___ TEXTO DEL DOCUMENTO ___

TW

Sin entrar en consideraciones científicas porque uno no dispone de mínimos conocimientos para ello, al amparo de la baja hospitalización, la tasa de incidencia y la aplicación masiva de la vacuna, la retirada de las mascarillas en interiores aparece como una decisión previsible, incluso bastante lógica a estas alturas de la película.

El tiempo determinará si el Gobierno de la nación esta vez  ha obrado con acierto después de aquellos volantazos iniciales de hace un par de años cuando primero disuadió de su utilidad y poco después obligó a que todos la lleváramos puesta.

Noticias relacionadas

Eso sí, la decisión pierde fuerza porque le falta concreción y por ese mismo motivo ha provocado quejas y confusión. Y es que el fin de la obligatoriedad, salvo las excepciones en el transporte público y centros sociosanitarios, supone que la responsabilidad de su utilización recae en los propios ciudadanos y en los responsables de riesgos laborales de cada empresa. Así se dan situaciones tan contradictorias como que los empleados de un supermercado deban llevarla puesta y los clientes no, o que unas empresas obliguen a sus trabajadores a ponérsela y otras no lo hagan, sin saber cuál es el soporte jurídico en cada caso, considerando que la norma estatal es que pasa a ser voluntaria.

___

▶ [TAREA 1]: Vuelve a escribir el tramo del texto sobre las mascarillas que va desde "El tiempo determinará" hasta "la lleváramos puesta.", y sustituye "volantazos" por "bandazos".
▶ [TAREA 2]: Sigue escribiendo el texto sobre la retirada de las mascarillas a partir de su última frase.

___ DATOS DE PARTIDA ___

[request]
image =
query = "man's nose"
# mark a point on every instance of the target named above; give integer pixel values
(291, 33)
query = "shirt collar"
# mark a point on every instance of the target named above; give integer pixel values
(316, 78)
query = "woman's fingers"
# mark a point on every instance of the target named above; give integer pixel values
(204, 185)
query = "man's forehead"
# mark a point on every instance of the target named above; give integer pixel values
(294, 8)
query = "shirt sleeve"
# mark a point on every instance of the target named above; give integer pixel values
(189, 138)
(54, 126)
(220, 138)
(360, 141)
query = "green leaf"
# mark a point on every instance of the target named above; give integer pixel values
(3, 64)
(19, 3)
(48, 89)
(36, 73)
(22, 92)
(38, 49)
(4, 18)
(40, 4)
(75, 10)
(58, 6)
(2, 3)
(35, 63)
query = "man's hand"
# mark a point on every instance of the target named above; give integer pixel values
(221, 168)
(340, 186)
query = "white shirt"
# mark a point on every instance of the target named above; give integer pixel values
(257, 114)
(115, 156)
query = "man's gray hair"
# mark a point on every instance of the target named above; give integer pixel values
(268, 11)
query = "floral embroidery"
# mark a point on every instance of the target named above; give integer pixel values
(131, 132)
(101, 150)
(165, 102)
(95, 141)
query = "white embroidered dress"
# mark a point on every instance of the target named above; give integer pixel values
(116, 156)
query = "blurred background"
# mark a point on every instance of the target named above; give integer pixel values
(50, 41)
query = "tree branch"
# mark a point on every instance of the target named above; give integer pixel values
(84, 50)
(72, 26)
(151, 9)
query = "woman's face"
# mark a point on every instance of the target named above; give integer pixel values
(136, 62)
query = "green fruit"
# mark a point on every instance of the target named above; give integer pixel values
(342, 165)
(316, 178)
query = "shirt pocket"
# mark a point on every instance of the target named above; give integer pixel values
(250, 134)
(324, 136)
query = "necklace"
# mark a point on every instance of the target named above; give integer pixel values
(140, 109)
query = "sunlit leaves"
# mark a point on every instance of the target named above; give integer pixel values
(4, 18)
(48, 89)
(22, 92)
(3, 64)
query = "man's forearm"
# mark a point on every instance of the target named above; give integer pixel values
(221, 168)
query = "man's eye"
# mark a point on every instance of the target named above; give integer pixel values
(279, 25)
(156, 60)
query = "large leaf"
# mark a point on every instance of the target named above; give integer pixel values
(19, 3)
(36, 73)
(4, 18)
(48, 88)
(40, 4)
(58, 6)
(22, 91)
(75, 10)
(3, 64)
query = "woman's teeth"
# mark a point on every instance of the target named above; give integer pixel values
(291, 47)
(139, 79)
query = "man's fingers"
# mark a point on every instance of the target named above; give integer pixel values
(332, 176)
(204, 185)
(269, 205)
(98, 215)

___

▶ [RESPUESTA ESPERADA 1]:
El tiempo determinará si el Gobierno de la nación esta vez  ha obrado con acierto después de aquellos bandazos iniciales de hace un par de años cuando primero disuadió de su utilidad y poco después obligó a que todos la lleváramos puesta.

▶ [RESPUESTA ESPERADA 2]:
Al margen de estas ambigüedades por un decreto impreciso, lo cierto es que han pasado 700 días desde que la mascarilla entró en nuestras vidas hasta crear tendencia con múltiples diseños a modo de apéndice de nuestro rostro, camuflado tras lo que no deja de ser un trapito que nos protege la boca y la nariz para evitar los contagios.

La retirada de su obligatoriedad es una buena nueva excelente, coincidiendo, además, con la llegada del buen tiempo. Supone, ahora sí, que la normalidad -más la vieja que la nueva- regresa a nuestros hábitos desprendiéndonos de un elemento que habrá sido muy efectivo pero que es de una incomodidad mayúscula.